— start Given data —
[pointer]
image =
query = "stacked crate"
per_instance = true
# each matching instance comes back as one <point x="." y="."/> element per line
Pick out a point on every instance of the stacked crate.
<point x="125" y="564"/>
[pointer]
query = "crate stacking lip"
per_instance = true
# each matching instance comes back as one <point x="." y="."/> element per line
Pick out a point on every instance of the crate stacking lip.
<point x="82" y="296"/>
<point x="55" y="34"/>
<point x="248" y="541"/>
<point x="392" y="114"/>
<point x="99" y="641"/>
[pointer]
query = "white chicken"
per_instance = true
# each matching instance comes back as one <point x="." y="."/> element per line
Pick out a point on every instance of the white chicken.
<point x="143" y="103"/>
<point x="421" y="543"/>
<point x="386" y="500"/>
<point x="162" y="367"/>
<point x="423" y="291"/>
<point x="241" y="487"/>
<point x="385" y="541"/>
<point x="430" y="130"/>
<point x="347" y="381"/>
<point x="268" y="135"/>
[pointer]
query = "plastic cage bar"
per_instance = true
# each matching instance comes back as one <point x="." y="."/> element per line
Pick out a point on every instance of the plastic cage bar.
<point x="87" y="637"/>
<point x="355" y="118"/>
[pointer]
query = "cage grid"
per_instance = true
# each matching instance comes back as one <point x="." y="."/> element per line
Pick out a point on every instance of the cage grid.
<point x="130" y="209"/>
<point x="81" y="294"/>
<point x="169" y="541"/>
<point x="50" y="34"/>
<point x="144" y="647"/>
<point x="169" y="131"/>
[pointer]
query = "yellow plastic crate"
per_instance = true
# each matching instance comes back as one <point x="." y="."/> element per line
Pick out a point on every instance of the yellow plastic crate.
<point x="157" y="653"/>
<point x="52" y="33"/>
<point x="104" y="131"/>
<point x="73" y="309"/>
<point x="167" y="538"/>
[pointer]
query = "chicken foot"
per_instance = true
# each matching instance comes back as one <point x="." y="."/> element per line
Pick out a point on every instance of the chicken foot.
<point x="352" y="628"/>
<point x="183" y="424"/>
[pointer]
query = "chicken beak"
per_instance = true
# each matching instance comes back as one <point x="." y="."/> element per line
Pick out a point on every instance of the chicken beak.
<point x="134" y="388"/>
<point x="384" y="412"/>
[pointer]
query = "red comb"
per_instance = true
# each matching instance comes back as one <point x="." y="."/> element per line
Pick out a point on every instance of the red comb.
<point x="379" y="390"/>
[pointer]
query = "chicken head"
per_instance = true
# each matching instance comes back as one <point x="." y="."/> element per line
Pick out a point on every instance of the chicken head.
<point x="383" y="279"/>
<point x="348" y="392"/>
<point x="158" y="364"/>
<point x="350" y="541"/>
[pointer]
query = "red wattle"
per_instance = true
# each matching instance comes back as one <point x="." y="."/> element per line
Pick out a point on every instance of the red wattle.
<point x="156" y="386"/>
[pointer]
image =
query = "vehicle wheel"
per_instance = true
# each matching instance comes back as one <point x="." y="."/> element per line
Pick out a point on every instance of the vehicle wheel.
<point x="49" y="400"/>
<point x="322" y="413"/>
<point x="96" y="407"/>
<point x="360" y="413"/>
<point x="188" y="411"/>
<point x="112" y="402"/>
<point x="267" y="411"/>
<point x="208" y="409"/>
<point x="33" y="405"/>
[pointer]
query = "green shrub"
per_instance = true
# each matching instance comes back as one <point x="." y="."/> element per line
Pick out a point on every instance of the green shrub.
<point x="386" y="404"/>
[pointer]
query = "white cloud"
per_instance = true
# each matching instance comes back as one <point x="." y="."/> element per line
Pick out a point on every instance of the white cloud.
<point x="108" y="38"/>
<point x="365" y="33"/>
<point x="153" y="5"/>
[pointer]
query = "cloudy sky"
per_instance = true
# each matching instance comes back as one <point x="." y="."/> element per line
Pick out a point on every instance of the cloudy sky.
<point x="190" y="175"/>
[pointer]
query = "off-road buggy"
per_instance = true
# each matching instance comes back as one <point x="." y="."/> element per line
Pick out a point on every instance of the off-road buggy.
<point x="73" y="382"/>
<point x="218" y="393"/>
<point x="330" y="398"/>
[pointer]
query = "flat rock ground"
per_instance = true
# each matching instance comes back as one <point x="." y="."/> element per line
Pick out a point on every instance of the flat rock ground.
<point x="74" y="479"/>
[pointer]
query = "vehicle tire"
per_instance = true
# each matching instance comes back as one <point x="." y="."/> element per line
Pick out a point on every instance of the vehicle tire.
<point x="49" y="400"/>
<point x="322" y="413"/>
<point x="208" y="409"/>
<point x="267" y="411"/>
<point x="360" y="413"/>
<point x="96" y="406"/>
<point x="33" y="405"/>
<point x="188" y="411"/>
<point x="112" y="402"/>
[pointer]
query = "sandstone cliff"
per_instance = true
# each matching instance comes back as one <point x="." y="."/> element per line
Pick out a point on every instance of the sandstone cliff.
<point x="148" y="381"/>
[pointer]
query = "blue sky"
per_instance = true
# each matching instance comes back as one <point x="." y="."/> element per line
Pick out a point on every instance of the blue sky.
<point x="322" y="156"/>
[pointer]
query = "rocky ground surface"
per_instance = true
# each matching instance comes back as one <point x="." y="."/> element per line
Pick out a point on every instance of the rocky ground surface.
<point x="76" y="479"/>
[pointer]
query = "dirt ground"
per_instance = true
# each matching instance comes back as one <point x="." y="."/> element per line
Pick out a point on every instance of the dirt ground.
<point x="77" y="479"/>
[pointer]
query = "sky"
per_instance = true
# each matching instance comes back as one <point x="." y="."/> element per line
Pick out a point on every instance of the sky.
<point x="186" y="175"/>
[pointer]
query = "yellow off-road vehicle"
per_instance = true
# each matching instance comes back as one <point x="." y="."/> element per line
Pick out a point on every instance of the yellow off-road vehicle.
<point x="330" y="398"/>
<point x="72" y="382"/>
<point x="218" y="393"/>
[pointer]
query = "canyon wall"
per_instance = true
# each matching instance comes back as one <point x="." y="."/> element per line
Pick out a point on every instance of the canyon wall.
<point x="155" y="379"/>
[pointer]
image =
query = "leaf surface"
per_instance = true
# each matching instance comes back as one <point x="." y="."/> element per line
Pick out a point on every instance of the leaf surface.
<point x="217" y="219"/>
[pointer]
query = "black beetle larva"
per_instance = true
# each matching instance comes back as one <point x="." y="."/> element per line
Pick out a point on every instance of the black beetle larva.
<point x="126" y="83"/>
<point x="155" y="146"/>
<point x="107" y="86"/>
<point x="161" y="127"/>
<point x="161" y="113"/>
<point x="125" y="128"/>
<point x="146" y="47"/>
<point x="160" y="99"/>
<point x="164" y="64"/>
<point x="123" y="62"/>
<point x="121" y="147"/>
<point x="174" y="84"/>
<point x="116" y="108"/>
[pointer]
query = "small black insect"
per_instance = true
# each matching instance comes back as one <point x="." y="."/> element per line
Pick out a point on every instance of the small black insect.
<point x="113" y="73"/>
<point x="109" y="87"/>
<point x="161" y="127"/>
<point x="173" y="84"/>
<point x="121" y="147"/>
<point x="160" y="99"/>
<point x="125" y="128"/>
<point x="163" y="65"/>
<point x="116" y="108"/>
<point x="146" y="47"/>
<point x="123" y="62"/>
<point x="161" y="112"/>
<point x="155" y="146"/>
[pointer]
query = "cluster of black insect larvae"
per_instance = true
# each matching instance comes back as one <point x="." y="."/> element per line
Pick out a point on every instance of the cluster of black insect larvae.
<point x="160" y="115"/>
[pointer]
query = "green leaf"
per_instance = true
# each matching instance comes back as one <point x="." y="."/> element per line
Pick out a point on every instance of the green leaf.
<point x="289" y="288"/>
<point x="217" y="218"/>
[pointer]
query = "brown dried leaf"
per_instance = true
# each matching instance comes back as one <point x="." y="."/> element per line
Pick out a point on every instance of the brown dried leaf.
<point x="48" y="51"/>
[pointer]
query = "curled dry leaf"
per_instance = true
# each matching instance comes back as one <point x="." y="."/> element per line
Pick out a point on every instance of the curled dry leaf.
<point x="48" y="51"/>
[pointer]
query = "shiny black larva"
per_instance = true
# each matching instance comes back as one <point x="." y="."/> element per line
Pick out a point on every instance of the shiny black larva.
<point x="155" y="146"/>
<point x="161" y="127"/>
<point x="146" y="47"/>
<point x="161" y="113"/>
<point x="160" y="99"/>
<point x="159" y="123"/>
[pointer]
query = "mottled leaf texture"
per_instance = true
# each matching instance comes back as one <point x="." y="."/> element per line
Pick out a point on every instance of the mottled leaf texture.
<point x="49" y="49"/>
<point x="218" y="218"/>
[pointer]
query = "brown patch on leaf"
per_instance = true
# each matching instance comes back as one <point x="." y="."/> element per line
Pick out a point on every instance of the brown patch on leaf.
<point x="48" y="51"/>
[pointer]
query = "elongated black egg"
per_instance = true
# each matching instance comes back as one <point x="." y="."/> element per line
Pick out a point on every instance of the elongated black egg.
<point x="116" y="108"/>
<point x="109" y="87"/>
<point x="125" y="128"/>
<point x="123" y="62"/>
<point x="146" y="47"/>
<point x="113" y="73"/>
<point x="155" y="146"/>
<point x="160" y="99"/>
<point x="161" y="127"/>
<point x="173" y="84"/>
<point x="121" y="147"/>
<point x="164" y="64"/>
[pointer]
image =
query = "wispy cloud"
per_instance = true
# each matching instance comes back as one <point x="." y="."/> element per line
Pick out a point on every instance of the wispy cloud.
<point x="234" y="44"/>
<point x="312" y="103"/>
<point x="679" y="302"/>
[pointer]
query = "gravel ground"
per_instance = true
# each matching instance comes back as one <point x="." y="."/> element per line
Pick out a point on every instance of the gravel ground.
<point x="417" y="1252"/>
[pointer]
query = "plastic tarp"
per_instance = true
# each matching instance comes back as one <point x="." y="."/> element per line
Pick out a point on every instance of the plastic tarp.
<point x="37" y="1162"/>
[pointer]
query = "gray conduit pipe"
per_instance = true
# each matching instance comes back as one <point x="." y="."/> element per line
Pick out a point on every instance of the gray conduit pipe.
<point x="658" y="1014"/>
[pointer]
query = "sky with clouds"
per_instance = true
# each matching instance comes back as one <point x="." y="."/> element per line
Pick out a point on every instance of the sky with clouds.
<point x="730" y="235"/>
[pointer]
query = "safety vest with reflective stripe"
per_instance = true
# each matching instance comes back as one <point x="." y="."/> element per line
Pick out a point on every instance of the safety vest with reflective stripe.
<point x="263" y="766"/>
— end Given data —
__Problem to solve__
Gather every line of the material above that contains the string "vest", and note that case counts.

__Solution to the problem__
query = "safety vest with reflective stripe"
Pick out a point on every instance of the safety vest with reflective stripe.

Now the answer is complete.